What to produce:
List each line of the records that contains the word "mouth".

═══ Entries shown ═══

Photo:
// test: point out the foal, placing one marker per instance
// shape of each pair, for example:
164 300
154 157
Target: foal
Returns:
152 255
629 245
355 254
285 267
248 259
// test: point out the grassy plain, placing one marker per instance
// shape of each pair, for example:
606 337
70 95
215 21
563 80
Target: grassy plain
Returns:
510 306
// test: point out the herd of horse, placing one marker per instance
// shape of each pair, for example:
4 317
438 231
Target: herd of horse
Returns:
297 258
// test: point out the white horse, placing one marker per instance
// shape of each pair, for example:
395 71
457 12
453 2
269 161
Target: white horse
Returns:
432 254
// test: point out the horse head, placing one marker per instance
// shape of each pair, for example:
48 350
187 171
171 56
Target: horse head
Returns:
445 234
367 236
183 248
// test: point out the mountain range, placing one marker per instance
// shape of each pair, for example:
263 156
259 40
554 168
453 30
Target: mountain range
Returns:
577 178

═══
═══ Entries shown ═══

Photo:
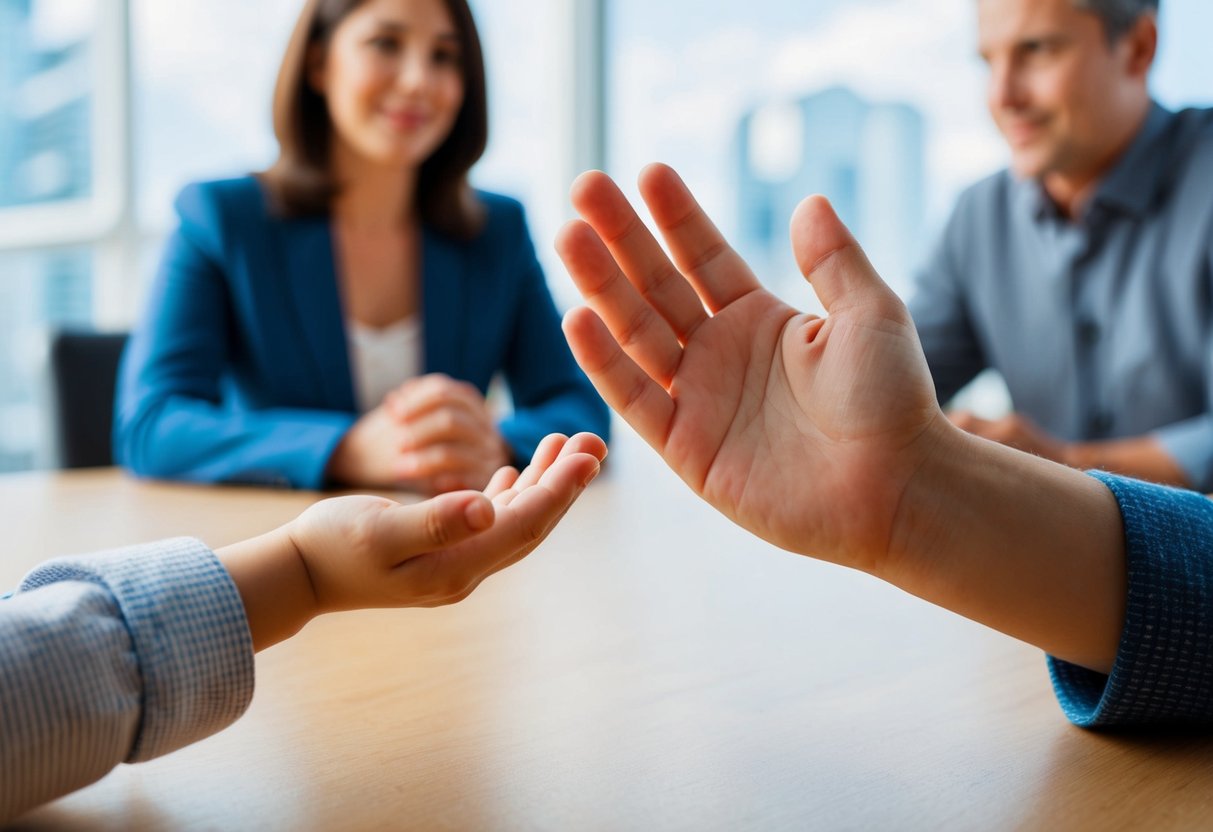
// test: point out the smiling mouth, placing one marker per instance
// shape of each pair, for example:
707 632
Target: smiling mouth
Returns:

═══

Written answer:
// test: point out the smiling mouth, placing one marker per instance
Target: smiling mouth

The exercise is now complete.